### [本文]
心に平穏を。

Fuck my life

みんな知らないで使ってる言葉「イノベーション」(高校2年生に向けた発表原稿)

<Intro>

皆さん、初めまして。本日は皆さんにイノベーションについてお話しする機会を設けていただきとても光栄です。皆さん、テレビとか他のマスメディアでイノベーションという言葉を聞きますよね、あるいは見かけますよね。私はもう耳に胼胝ができるほど聞いて、イノベーションという言葉が嫌いになりました。なんか音が嫌いなんですよね、「イノベーション」っていう。まあそういう個人の感情は今回おいておきましょう。このイノベーションっていう言葉ですが、マスメディアだと定義が曖昧なまま乱用されていると思うのです。そのせいかイノベーションという言葉がとてもふわふわしてきてしまい、何がイノベーションなのかよくわからないという状況になっていると思います。ここで皆さんに伝えておかないといけないのは、何がイノベーションなのかについて今でも沢山の議論がされているということです。あまりにもこの言葉が使われすぎて、イノベーションという言葉が絶対的な定義がされているように感じますよね。今回は、全ての議論を紹介することはできませんが、一部の人のイノベーションの定義について紹介したいと思います。今回紹介することが絶対的な定義ではないことを念頭において聞いてください。

### [学習資料]
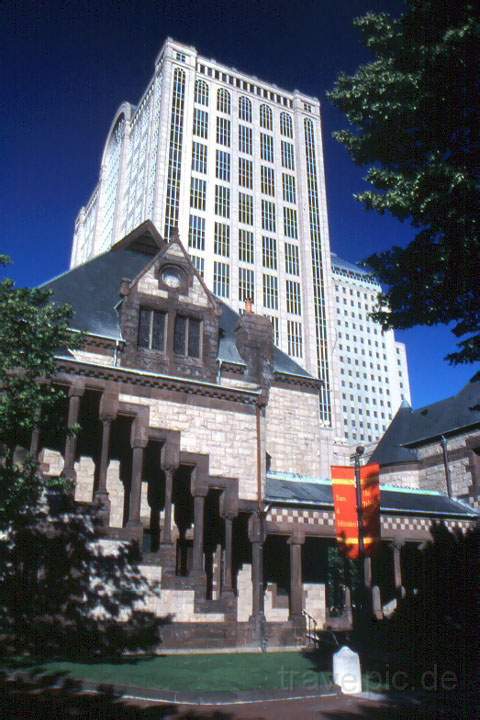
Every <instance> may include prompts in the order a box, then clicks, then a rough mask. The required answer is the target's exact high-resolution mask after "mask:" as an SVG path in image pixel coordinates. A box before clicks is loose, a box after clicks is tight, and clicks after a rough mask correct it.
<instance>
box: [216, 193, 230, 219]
mask: <svg viewBox="0 0 480 720" xmlns="http://www.w3.org/2000/svg"><path fill="white" fill-rule="evenodd" d="M215 214H216V215H220V216H221V217H226V218H229V217H230V188H227V187H224V186H223V185H215Z"/></svg>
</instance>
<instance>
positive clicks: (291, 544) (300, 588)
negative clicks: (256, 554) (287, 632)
mask: <svg viewBox="0 0 480 720" xmlns="http://www.w3.org/2000/svg"><path fill="white" fill-rule="evenodd" d="M304 542H305V537H304V536H302V535H300V534H297V533H293V534H292V535H291V536H290V538H289V539H288V544H289V545H290V620H295V621H298V620H301V619H302V617H303V616H302V610H303V584H302V545H303V543H304Z"/></svg>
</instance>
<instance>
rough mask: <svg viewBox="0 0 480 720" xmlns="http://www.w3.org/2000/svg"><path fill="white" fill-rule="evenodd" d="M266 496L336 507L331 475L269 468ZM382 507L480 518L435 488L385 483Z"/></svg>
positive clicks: (281, 503) (292, 500)
mask: <svg viewBox="0 0 480 720" xmlns="http://www.w3.org/2000/svg"><path fill="white" fill-rule="evenodd" d="M265 500H266V501H267V502H269V503H274V504H284V505H305V506H313V507H324V508H325V509H333V495H332V484H331V481H330V480H329V479H328V478H311V477H307V476H304V477H302V476H300V475H295V474H293V473H282V472H274V471H269V472H268V473H267V478H266V492H265ZM380 511H381V512H382V513H388V514H391V513H393V514H395V513H397V514H402V515H427V516H432V517H437V518H446V517H453V518H465V519H470V518H471V519H478V518H479V517H480V513H478V512H477V511H476V510H474V509H473V508H471V507H470V506H469V505H467V504H466V503H464V502H462V501H461V500H454V499H453V498H449V497H448V496H447V495H445V494H444V493H441V492H437V491H435V490H417V489H414V488H398V487H395V486H393V485H382V486H381V488H380Z"/></svg>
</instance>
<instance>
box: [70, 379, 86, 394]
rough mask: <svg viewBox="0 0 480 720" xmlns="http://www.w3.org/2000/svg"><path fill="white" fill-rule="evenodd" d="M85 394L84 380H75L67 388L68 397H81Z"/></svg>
mask: <svg viewBox="0 0 480 720" xmlns="http://www.w3.org/2000/svg"><path fill="white" fill-rule="evenodd" d="M84 393H85V380H80V379H76V380H74V381H73V382H72V383H71V385H69V388H68V397H82V396H83V394H84Z"/></svg>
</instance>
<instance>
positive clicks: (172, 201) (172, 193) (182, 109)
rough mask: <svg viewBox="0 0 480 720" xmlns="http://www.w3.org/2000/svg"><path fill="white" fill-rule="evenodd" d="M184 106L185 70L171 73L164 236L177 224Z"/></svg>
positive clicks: (184, 103)
mask: <svg viewBox="0 0 480 720" xmlns="http://www.w3.org/2000/svg"><path fill="white" fill-rule="evenodd" d="M184 107H185V72H184V71H183V70H181V69H180V68H175V71H174V73H173V93H172V111H171V115H170V148H169V152H168V173H167V198H166V204H165V237H167V238H169V237H170V235H171V233H172V230H173V229H174V228H176V227H177V225H178V203H179V193H180V173H181V165H182V142H183V116H184Z"/></svg>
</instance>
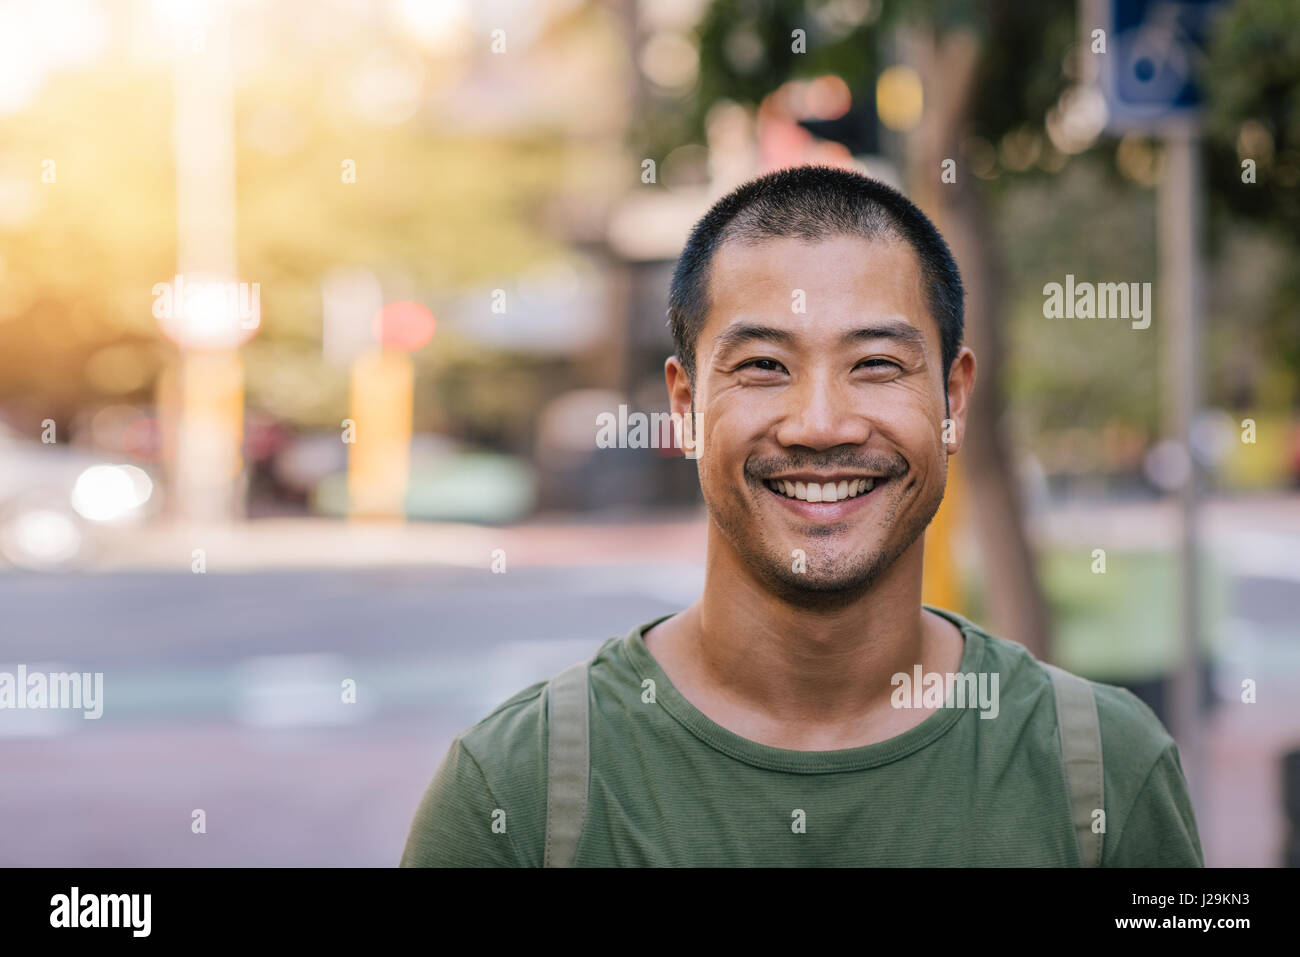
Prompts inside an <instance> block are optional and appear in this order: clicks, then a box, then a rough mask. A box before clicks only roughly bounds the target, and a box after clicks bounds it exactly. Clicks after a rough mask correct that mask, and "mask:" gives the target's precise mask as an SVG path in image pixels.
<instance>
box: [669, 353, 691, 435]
mask: <svg viewBox="0 0 1300 957" xmlns="http://www.w3.org/2000/svg"><path fill="white" fill-rule="evenodd" d="M663 378H664V382H666V384H667V385H668V411H669V412H676V413H679V415H680V416H682V419H684V420H685V417H686V416H688V415H690V402H692V398H693V393H692V389H690V376H688V374H686V367H685V365H682V364H681V360H680V359H679V358H677V356H675V355H672V356H668V360H667V361H666V363H664V364H663Z"/></svg>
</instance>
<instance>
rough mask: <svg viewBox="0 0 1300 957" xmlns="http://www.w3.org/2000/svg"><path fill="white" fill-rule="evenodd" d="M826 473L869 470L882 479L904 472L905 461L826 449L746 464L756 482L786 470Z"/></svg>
mask: <svg viewBox="0 0 1300 957" xmlns="http://www.w3.org/2000/svg"><path fill="white" fill-rule="evenodd" d="M801 469H807V471H810V472H829V471H832V469H845V471H854V472H870V473H871V475H883V476H884V477H885V479H897V477H898V476H901V475H905V473H906V472H907V460H906V459H904V458H902V456H901V455H894V456H889V455H880V454H866V455H865V454H863V452H862V450H859V449H845V450H842V451H835V450H831V451H828V452H814V454H809V455H798V454H796V455H783V456H766V458H758V459H750V460H749V462H746V463H745V475H748V476H749V477H750V479H754V480H757V481H763V480H764V479H771V477H772V476H777V475H783V473H785V472H798V471H801Z"/></svg>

### [課題項目]
本文を冒頭から末尾まで、一字も変えずにすべて抜き出しなさい。

### [想定出力]
心に平穏を。

Fuck my life

みんな知らないで使ってる言葉「イノベーション」(高校2年生に向けた発表原稿)

<Intro>

皆さん、初めまして。本日は皆さんにイノベーションについてお話しする機会を設けていただきとても光栄です。皆さん、テレビとか他のマスメディアでイノベーションという言葉を聞きますよね、あるいは見かけますよね。私はもう耳に胼胝ができるほど聞いて、イノベーションという言葉が嫌いになりました。なんか音が嫌いなんですよね、「イノベーション」っていう。まあそういう個人の感情は今回おいておきましょう。このイノベーションっていう言葉ですが、マスメディアだと定義が曖昧なまま乱用されていると思うのです。そのせいかイノベーションという言葉がとてもふわふわしてきてしまい、何がイノベーションなのかよくわからないという状況になっていると思います。ここで皆さんに伝えておかないといけないのは、何がイノベーションなのかについて今でも沢山の議論がされているということです。あまりにもこの言葉が使われすぎて、イノベーションという言葉が絶対的な定義がされているように感じますよね。今回は、全ての議論を紹介することはできませんが、一部の人のイノベーションの定義について紹介したいと思います。今回紹介することが絶対的な定義ではないことを念頭において聞いてください。